_PROBLEM STATEMENT_
Word for word, repeat the data; no picture should appear in the result.

━━━━━━━━

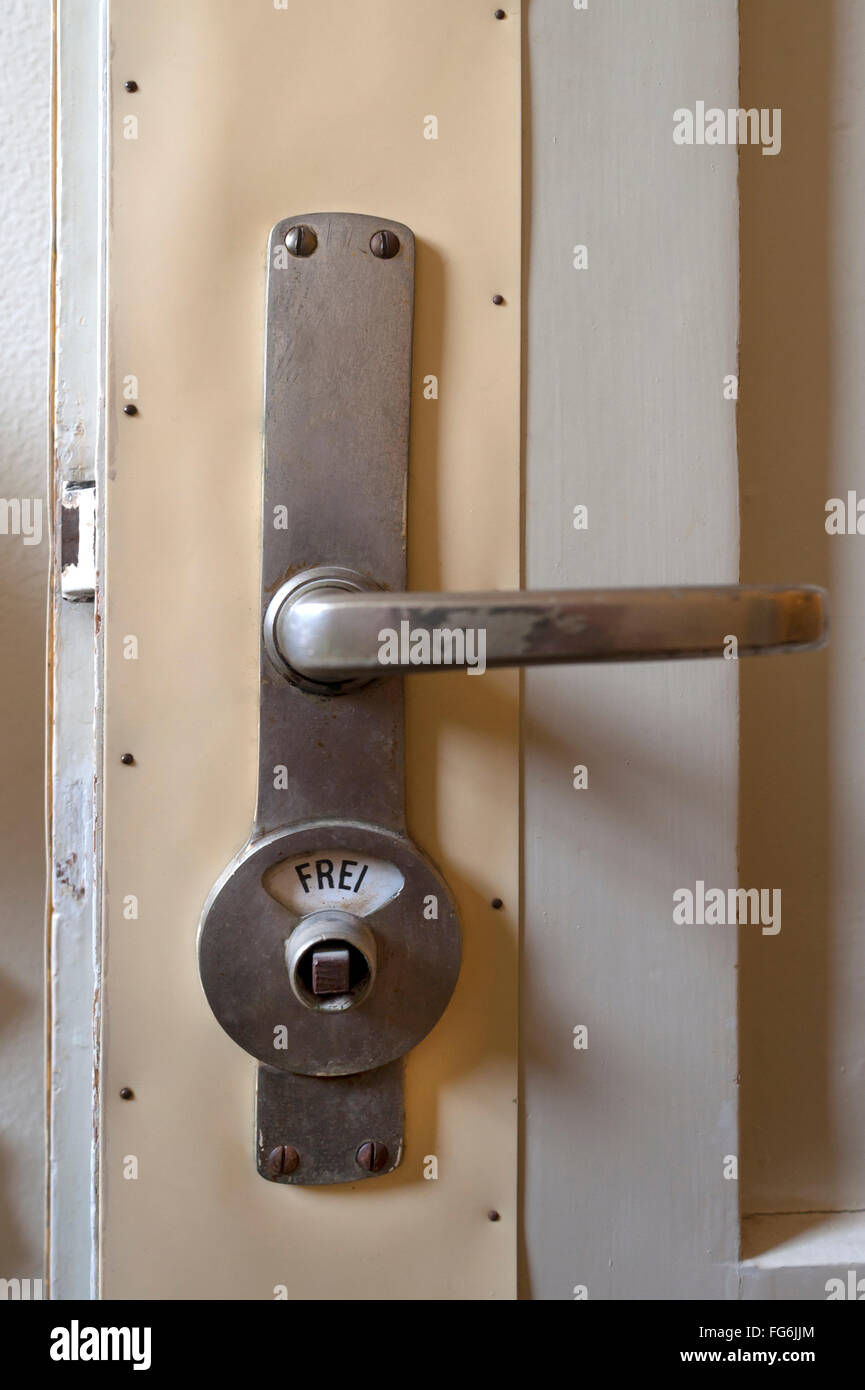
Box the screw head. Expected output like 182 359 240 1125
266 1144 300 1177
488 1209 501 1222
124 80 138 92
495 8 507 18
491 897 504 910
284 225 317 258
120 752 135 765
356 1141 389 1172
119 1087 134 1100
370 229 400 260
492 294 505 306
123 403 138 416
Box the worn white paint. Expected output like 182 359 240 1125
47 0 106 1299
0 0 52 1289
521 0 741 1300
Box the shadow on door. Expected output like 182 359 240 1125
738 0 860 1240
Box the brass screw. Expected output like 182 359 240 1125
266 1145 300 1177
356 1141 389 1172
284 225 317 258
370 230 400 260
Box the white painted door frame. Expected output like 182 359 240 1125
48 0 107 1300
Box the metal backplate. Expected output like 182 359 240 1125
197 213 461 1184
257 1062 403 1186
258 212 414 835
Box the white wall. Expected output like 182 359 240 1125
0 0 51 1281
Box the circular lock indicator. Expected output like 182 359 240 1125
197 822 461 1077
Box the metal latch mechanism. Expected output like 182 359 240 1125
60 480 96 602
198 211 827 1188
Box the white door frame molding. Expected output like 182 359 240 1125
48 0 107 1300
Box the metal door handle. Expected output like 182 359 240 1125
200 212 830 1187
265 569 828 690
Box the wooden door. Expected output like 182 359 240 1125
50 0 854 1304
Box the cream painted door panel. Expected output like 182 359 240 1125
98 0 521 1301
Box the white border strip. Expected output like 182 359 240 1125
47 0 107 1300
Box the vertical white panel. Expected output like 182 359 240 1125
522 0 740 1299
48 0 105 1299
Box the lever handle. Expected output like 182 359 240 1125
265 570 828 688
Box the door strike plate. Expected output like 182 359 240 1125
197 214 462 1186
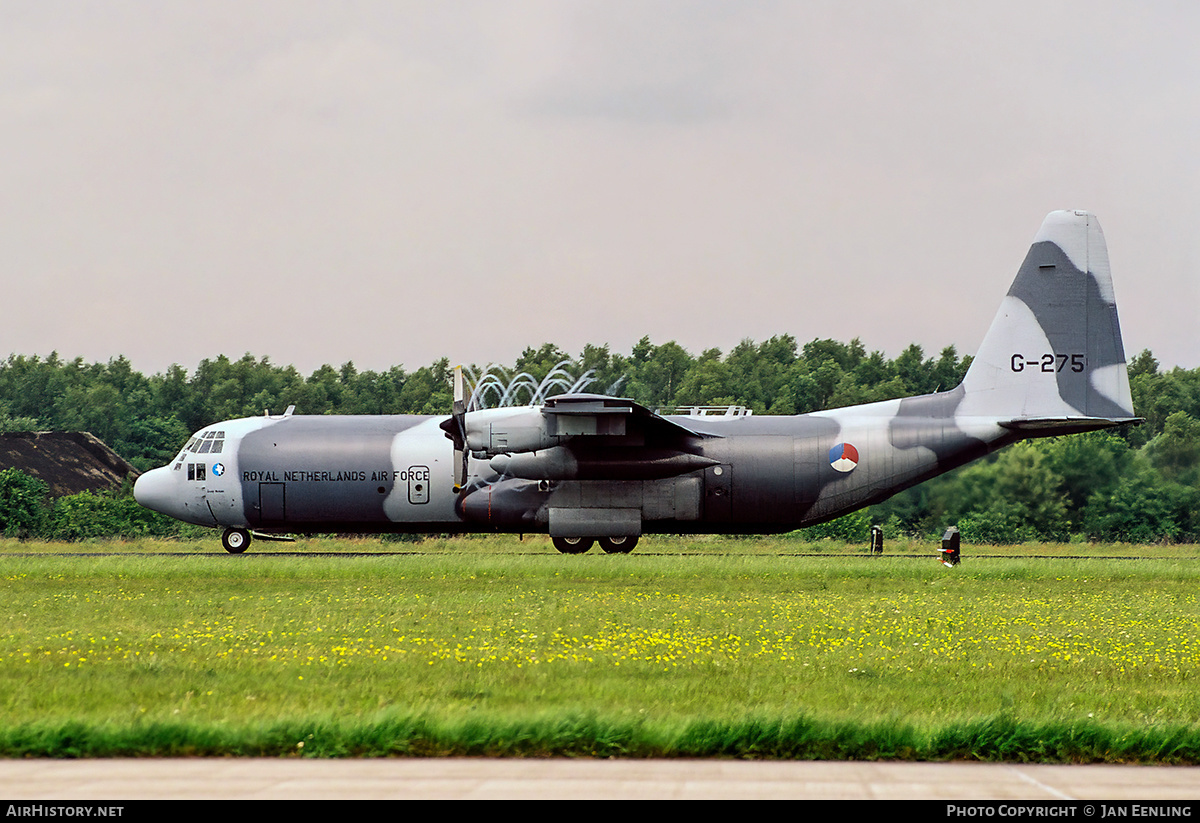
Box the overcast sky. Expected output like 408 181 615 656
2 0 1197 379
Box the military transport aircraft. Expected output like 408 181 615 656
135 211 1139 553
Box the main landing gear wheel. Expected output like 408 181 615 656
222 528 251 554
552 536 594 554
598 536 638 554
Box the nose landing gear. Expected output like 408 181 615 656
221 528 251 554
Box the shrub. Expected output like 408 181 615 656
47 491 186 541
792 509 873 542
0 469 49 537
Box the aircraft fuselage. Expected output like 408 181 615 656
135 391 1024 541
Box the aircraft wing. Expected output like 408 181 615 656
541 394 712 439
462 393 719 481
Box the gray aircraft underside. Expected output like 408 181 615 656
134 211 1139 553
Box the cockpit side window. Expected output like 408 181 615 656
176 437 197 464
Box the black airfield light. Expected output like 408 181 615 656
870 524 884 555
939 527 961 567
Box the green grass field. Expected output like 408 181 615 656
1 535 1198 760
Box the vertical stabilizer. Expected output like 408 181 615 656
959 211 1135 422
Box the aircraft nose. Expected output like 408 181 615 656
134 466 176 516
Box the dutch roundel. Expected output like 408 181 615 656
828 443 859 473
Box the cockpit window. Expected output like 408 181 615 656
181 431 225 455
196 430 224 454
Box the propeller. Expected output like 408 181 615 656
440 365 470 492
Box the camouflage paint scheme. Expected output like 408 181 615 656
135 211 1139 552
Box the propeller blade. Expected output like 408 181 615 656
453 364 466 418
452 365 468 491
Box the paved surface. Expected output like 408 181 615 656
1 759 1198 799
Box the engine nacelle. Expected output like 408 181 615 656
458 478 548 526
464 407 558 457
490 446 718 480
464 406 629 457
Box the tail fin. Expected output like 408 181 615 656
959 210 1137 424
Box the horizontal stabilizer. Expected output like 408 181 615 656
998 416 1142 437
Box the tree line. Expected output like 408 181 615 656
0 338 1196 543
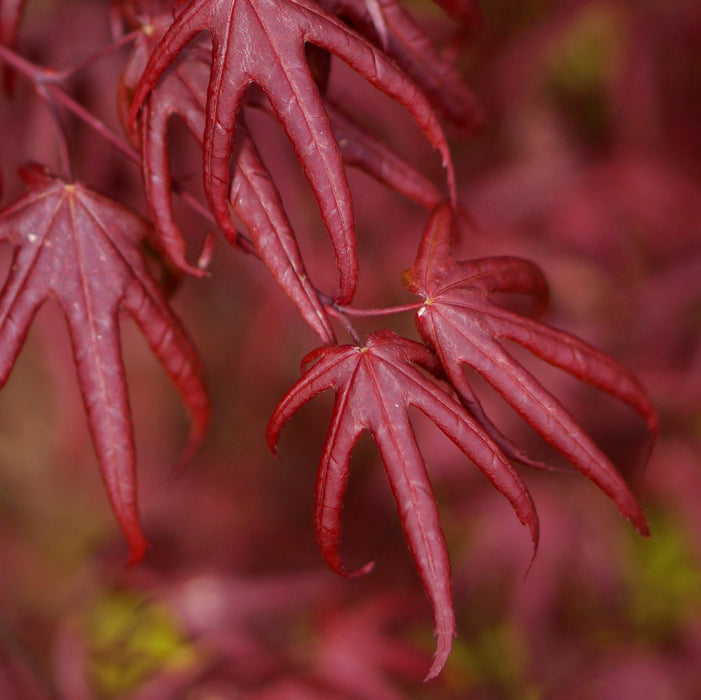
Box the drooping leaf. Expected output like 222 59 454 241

━━━━━━━━

_WRITTEN ANSWER_
Box the screw head. Expected output like 182 359 240 1125
266 1144 300 1177
488 1209 501 1222
124 80 138 92
495 8 507 18
491 897 504 910
284 225 317 258
120 752 135 765
356 1141 389 1172
119 1087 134 1100
370 229 400 260
492 294 505 306
123 403 138 416
Box the worn white paint. Expected output like 182 359 240 1125
47 0 106 1299
0 0 52 1289
521 0 741 1300
Box the shadow on door. Expected output like 182 359 240 1125
738 0 860 1240
Box the brass screw. Expected output like 182 359 240 1125
266 1145 300 1177
356 1141 389 1172
284 225 317 258
370 230 400 260
Box the white painted door frame. Expected output like 182 359 240 1125
48 0 107 1300
Box the metal backplate. Expected output like 182 359 240 1125
197 213 461 1184
257 1062 403 1186
258 212 414 835
Box the white wall. Expected output like 182 359 240 1125
0 0 51 1281
Box the circular lock indicator. Expected output like 182 359 240 1125
197 822 461 1077
Box the metal latch mechanism. Expected output like 182 359 240 1125
60 480 96 602
198 211 827 1188
Box the white door frame molding. Expected output like 182 359 240 1125
48 0 107 1300
Box the metal door handle. Expected output like 182 359 240 1125
200 212 830 1187
265 569 828 690
Box the wooden door. Expected output like 182 359 240 1125
50 0 854 1304
Box the cream painted door panel. Expected output like 182 359 240 1125
98 0 521 1301
Box the white border strip. Expected output like 182 359 240 1125
47 0 107 1300
Box the vertical white panel. Expected output like 182 359 240 1125
522 0 740 1299
48 0 105 1299
Box the lever handle. Expected output like 182 359 240 1125
265 570 828 688
Box the door strike plate. Expected output like 182 359 240 1125
197 214 462 1186
Box the overcast sky. Expected output like 408 181 615 656
2 0 1197 379
Box the military transport aircraft. Expected output like 408 181 615 656
135 211 1139 553
Box the main landing gear wheel. Expected output like 408 181 615 656
222 528 251 554
552 536 594 554
598 536 638 554
Box the nose landing gear. Expected output like 408 181 615 656
221 528 251 554
Box the shrub. Expected output like 408 181 615 656
47 491 186 541
792 509 873 542
0 469 49 537
Box the aircraft fuselage. Expected output like 408 181 615 656
135 391 1024 541
Box the aircraft wing. Expected output like 408 181 615 656
541 394 712 439
462 393 719 481
Box the gray aircraft underside. Expected output like 408 181 615 656
134 211 1139 553
Box the cockpit side window. Expected output like 408 181 615 656
176 437 197 464
Box the black airfield light. Expected output like 408 181 615 656
870 524 884 555
939 527 961 567
Box the green grass field. Expected output like 408 181 615 656
1 535 1198 760
Box the vertical stabilizer. Expected output like 408 181 615 656
959 211 1135 422
Box the aircraft nose. Expected output like 408 181 615 656
134 466 176 516
Box the dutch roundel. Expected output like 408 181 615 656
828 443 859 473
Box the cockpit window. Expected output like 408 181 615 656
181 431 225 455
196 430 224 454
Box the propeller. Expected output like 408 181 615 656
440 365 470 492
Box the camouflage paint scheme. Expected output like 408 181 615 656
135 211 1139 552
Box the propeller blade. Expected output like 408 181 615 656
453 364 466 418
452 365 468 491
Box the paved surface. Expected output like 408 181 615 656
1 759 1198 799
Box the engine nacelle. Expected output like 408 181 615 656
458 478 548 526
464 407 558 457
490 446 718 480
464 406 629 457
Box the tail fin. Expected output like 408 181 615 656
959 210 1137 424
Box the horizontal stabilizer. Expected output like 408 181 615 656
998 416 1142 437
Box the tree line. Expected output like 408 181 615 656
0 338 1196 543
Box the drooping leaf. Expected output like 222 59 454 241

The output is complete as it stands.